The task: All lines below must be repeated exactly, with the pictures omitted.

[A run of records]

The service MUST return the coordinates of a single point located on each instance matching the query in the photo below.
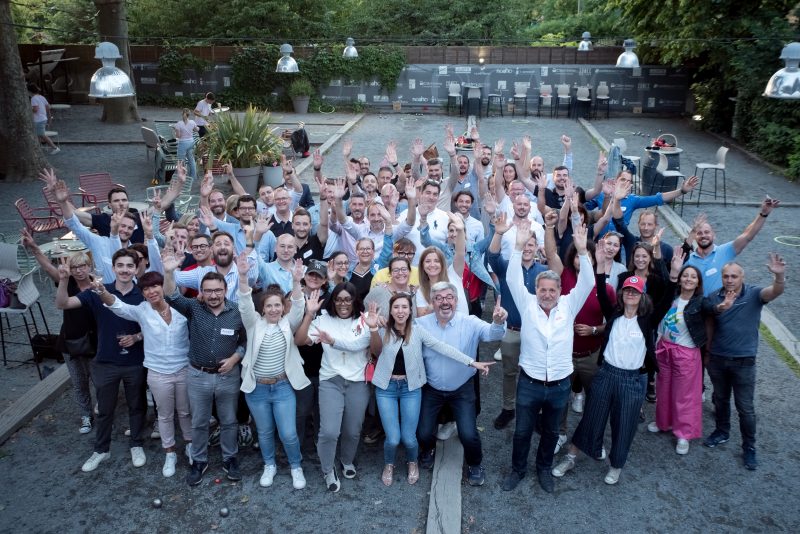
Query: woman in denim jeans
(399, 376)
(272, 369)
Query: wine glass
(120, 335)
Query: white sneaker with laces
(577, 402)
(298, 478)
(137, 456)
(169, 464)
(562, 440)
(94, 460)
(446, 431)
(268, 476)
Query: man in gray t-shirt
(736, 311)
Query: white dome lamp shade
(785, 84)
(109, 81)
(586, 43)
(286, 63)
(628, 59)
(350, 51)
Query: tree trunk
(21, 154)
(112, 24)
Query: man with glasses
(450, 383)
(217, 345)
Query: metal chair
(563, 96)
(545, 99)
(520, 97)
(38, 224)
(454, 98)
(601, 98)
(722, 152)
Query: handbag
(81, 346)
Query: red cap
(635, 282)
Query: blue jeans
(533, 398)
(186, 154)
(273, 405)
(739, 375)
(462, 402)
(399, 423)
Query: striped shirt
(271, 358)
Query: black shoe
(749, 456)
(651, 392)
(505, 417)
(195, 476)
(718, 437)
(231, 468)
(427, 459)
(512, 480)
(546, 480)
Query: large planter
(273, 176)
(300, 104)
(249, 179)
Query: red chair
(38, 224)
(95, 187)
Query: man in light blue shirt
(450, 382)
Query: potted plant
(244, 139)
(300, 92)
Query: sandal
(388, 475)
(413, 472)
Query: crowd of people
(359, 316)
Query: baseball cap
(635, 282)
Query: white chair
(601, 98)
(722, 152)
(454, 97)
(22, 302)
(520, 97)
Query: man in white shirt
(203, 111)
(545, 358)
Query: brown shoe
(388, 475)
(413, 472)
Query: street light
(785, 84)
(286, 63)
(628, 59)
(109, 81)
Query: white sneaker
(169, 464)
(446, 431)
(138, 457)
(562, 440)
(577, 402)
(86, 424)
(94, 460)
(612, 477)
(268, 476)
(565, 465)
(298, 478)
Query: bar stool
(494, 99)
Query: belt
(209, 370)
(272, 380)
(542, 382)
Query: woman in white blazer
(272, 369)
(399, 377)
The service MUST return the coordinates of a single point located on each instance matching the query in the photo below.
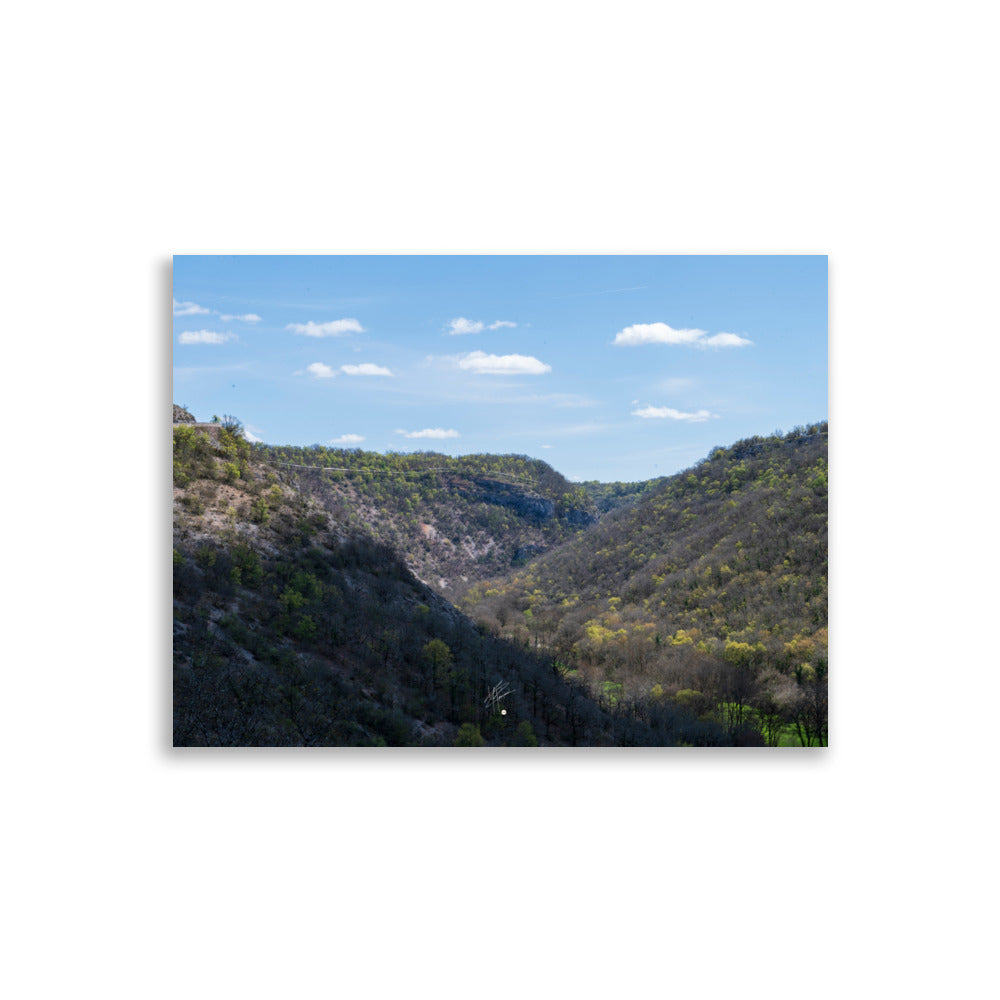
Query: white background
(133, 132)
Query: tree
(469, 736)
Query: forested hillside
(708, 590)
(293, 626)
(452, 520)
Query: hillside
(293, 626)
(707, 589)
(452, 520)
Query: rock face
(579, 518)
(527, 504)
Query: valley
(341, 597)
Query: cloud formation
(668, 413)
(205, 337)
(189, 309)
(429, 432)
(502, 364)
(334, 328)
(319, 370)
(461, 325)
(364, 369)
(661, 333)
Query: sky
(614, 368)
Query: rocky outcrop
(524, 502)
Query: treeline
(288, 632)
(709, 591)
(451, 519)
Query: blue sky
(608, 367)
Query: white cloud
(502, 364)
(430, 432)
(463, 325)
(661, 333)
(364, 369)
(334, 328)
(189, 309)
(671, 385)
(668, 413)
(725, 340)
(205, 337)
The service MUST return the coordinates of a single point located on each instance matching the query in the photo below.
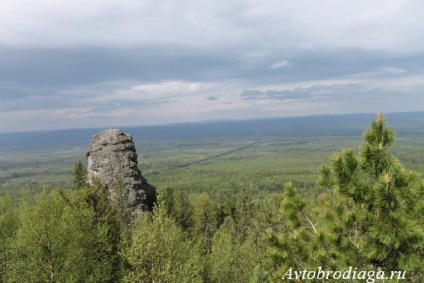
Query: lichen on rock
(112, 157)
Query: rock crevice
(112, 157)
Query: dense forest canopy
(365, 212)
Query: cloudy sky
(108, 63)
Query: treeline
(366, 213)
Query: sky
(115, 63)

Written solution:
The service MUST return the coordinates of a single point located on each instance matching the query in the photo below.
Query: woman in denim jeans
(399, 376)
(272, 369)
Query: wine glass
(120, 335)
Query: white sneaker with laces
(577, 402)
(298, 478)
(137, 456)
(169, 464)
(562, 440)
(94, 460)
(446, 431)
(268, 476)
Query: man in gray t-shirt
(736, 311)
Query: white dome lamp shade
(785, 84)
(109, 81)
(586, 43)
(286, 63)
(628, 59)
(350, 51)
Query: tree trunk
(21, 154)
(112, 24)
Query: man with glasses
(450, 383)
(217, 345)
Query: metal chair
(563, 96)
(545, 99)
(520, 97)
(38, 224)
(454, 98)
(601, 98)
(722, 152)
Query: handbag
(81, 346)
Query: red cap
(635, 282)
Query: blue jeans
(533, 398)
(186, 154)
(273, 405)
(739, 375)
(462, 402)
(399, 423)
Query: striped shirt
(271, 358)
Query: black shoe
(749, 456)
(651, 392)
(505, 417)
(195, 476)
(718, 437)
(231, 468)
(427, 459)
(512, 480)
(546, 480)
Query: large planter
(273, 176)
(300, 104)
(249, 179)
Query: red chair
(38, 224)
(95, 187)
Query: man in light blue shirt
(450, 382)
Query: potted plant
(244, 139)
(300, 92)
Query: sandal
(388, 475)
(413, 472)
Query: crowd of people
(359, 316)
Query: baseball cap
(635, 282)
Query: white chair
(601, 98)
(722, 152)
(454, 97)
(22, 302)
(520, 97)
Query: man in white shirt
(203, 111)
(545, 358)
Query: brown shoe
(388, 475)
(413, 472)
Query: street light
(785, 84)
(286, 63)
(628, 59)
(109, 81)
Query: white sneaker
(169, 464)
(446, 431)
(138, 457)
(562, 440)
(577, 402)
(86, 424)
(94, 460)
(612, 477)
(268, 476)
(565, 465)
(298, 478)
Query: bar stool
(494, 99)
Query: belt
(209, 370)
(272, 380)
(542, 382)
Query: woman in white blazer
(272, 369)
(399, 377)
The service MUST return the coordinates of a single point located on each instance matching the query in the photo below.
Query: white background
(133, 132)
Query: tree
(469, 736)
Query: forested hillside
(708, 590)
(293, 626)
(452, 520)
Query: hillside
(293, 626)
(707, 589)
(452, 520)
Query: rock face
(579, 518)
(527, 504)
Query: valley
(341, 597)
Query: cloud formation
(668, 413)
(205, 337)
(189, 309)
(429, 432)
(502, 364)
(334, 328)
(319, 370)
(461, 325)
(364, 369)
(661, 333)
Query: sky
(614, 368)
Query: rocky outcrop
(524, 502)
Query: treeline
(288, 632)
(709, 591)
(451, 519)
Query: blue sky
(608, 367)
Query: white cloud
(502, 364)
(430, 432)
(463, 325)
(661, 333)
(364, 369)
(334, 328)
(189, 309)
(671, 385)
(668, 413)
(725, 340)
(205, 337)
The service MUST return the coordinates of a single point located on each instance matching the query in the photo below.
Query: lichen on rock
(112, 157)
Query: rock crevice
(112, 157)
Query: dense forest canopy
(365, 212)
Query: cloudy sky
(108, 63)
Query: treeline
(366, 213)
Query: sky
(115, 63)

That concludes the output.